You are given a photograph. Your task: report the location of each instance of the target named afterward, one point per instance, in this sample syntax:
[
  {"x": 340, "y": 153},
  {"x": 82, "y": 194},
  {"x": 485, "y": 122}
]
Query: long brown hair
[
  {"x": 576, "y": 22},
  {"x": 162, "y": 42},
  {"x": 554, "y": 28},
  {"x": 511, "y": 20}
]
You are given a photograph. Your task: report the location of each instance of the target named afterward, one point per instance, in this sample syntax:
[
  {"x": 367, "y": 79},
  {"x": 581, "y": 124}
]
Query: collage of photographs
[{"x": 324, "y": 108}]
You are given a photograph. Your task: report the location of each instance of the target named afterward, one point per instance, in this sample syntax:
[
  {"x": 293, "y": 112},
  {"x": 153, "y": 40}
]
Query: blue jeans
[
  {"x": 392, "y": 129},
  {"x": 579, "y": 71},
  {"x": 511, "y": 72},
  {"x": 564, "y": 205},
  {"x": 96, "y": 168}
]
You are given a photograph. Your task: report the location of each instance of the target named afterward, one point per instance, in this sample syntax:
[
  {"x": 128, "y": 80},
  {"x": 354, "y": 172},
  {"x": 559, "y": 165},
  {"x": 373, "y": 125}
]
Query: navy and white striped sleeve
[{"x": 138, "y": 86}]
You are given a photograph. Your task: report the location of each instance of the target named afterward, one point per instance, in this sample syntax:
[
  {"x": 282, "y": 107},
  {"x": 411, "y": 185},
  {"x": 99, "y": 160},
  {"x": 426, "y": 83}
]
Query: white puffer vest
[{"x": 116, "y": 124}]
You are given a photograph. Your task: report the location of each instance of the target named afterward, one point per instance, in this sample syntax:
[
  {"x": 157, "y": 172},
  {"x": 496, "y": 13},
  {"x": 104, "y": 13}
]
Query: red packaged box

任务要求
把上面的全部材料逐字输出，每一行都保持原样，不做任何改动。

练习输出
You are given a photograph. Your task: report the location of each instance of the target named afterward, one point per instance, in this sample syntax:
[
  {"x": 340, "y": 153},
  {"x": 82, "y": 194},
  {"x": 485, "y": 122}
]
Query: long brown hair
[
  {"x": 576, "y": 22},
  {"x": 162, "y": 42},
  {"x": 554, "y": 28},
  {"x": 511, "y": 20}
]
You are given a photograph. Your task: report the location of each instance of the target named afterward, one point per instance, in this sample syntax:
[
  {"x": 367, "y": 79},
  {"x": 581, "y": 124}
]
Query: collage of photographs
[{"x": 324, "y": 108}]
You are given a photograph. Your task: report the location of each instance of the target named afterward, one point per instance, in this sample syntax:
[
  {"x": 293, "y": 112},
  {"x": 153, "y": 40}
]
Query: blue jeans
[
  {"x": 392, "y": 129},
  {"x": 579, "y": 71},
  {"x": 511, "y": 72},
  {"x": 564, "y": 205},
  {"x": 96, "y": 168}
]
You are given a photograph. Your task: report the location of each instance of the target named afterward, one point per instance, in this sample syntax:
[
  {"x": 128, "y": 80},
  {"x": 354, "y": 172},
  {"x": 559, "y": 165},
  {"x": 373, "y": 125}
]
Query: navy and white striped sleeve
[{"x": 138, "y": 86}]
You are given a photograph. Your task: report the location of each instance of the target named afterward, one point per instance, in this sample syntax:
[
  {"x": 282, "y": 107},
  {"x": 411, "y": 185},
  {"x": 99, "y": 160},
  {"x": 426, "y": 83}
]
Query: white puffer vest
[{"x": 116, "y": 124}]
You are given a photograph. Your task: report the location of each instance of the target named afterward, one point per instance, in this sample syntax:
[
  {"x": 157, "y": 172},
  {"x": 496, "y": 13},
  {"x": 104, "y": 13}
]
Query: red packaged box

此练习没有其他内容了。